*Problem:* Gather every line in the entries below that contains the word "lists".

*Provided information:*

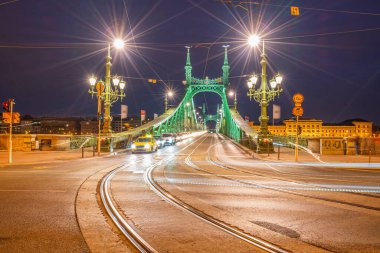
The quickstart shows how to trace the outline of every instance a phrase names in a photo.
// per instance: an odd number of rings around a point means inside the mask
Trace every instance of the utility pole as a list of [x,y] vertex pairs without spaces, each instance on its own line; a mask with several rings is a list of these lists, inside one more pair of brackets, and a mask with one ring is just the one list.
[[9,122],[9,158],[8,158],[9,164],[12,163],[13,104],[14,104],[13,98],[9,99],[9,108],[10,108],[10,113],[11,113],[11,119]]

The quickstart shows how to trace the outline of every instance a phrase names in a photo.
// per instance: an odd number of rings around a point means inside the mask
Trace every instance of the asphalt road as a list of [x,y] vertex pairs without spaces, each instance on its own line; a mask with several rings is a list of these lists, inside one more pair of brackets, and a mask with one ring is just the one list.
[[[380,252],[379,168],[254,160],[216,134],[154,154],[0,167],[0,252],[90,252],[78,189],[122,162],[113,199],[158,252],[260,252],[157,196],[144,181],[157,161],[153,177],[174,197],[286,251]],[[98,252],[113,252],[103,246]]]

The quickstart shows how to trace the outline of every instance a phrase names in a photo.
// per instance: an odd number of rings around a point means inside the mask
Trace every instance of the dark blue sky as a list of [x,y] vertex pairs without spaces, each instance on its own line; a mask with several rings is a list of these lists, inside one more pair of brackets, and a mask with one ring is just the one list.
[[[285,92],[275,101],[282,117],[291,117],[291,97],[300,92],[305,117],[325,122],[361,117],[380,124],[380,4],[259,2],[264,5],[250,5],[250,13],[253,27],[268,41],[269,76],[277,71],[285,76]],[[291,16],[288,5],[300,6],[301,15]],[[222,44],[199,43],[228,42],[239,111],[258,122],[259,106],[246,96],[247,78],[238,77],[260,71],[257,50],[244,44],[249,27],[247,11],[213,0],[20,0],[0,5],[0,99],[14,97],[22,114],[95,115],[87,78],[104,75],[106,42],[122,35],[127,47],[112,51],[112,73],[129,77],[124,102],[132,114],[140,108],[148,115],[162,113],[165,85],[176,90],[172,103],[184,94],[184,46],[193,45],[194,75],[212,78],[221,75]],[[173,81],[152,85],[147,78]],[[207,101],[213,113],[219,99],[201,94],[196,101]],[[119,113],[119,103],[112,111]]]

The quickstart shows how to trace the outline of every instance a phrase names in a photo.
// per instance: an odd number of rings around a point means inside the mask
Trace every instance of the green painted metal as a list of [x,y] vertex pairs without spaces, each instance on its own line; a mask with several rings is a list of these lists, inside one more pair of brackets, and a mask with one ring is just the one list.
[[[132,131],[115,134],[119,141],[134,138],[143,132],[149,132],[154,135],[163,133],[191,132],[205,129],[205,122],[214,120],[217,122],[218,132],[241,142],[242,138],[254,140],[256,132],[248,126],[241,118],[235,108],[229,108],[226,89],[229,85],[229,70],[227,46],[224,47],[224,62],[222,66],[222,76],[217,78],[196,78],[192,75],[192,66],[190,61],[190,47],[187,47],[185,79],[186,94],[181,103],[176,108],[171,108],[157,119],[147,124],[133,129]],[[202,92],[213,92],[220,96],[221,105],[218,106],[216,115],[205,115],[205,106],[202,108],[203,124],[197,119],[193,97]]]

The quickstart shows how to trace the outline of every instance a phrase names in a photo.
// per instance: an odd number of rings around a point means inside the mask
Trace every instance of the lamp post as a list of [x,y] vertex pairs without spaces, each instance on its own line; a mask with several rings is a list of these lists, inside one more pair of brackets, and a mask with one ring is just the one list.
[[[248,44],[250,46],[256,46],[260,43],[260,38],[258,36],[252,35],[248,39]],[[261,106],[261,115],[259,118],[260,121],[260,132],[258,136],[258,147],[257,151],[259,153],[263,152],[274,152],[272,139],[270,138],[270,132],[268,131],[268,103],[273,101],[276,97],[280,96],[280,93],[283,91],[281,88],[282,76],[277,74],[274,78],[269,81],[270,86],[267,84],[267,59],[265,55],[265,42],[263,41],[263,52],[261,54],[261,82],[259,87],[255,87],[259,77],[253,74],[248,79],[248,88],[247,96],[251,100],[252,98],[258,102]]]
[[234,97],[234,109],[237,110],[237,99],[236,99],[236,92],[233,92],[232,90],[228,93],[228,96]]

*Written response:*
Trace every instance of the utility pole as a list of [x,y] vertex pairs without spaces, each instance on its own line; a mask with several rings is a list of these lists, inside one more pair of brackets, and a mask with one ring is just the one list.
Trace every instance of the asphalt road as a list of [x,y] vertex pairs without spaces, each instance on its own line; a mask with several rings is a list of these lists, inside one more pair of brackets, and a mask with one ring is just the one list.
Trace every instance of the dark blue sky as a list of [x,y] vertex pairs without spaces, each instance on its own line; a mask with several rings is a list of these lists, inside one more pair of brackets, and a mask with one ring is just the one list.
Trace every instance of the green painted metal as a list of [x,y] vertex pairs without spaces, each instance on its own line; a mask with several rings is a list of these lists, inside one more pair of brackets, and a mask with one ring is just the one list.
Trace every instance of the lamp post as a list of [x,y] vertex pairs without spaces, each instance on its own line; a mask with several rings is a list of these lists, inside one more pair of brackets, and a mask with one ring is just the one list.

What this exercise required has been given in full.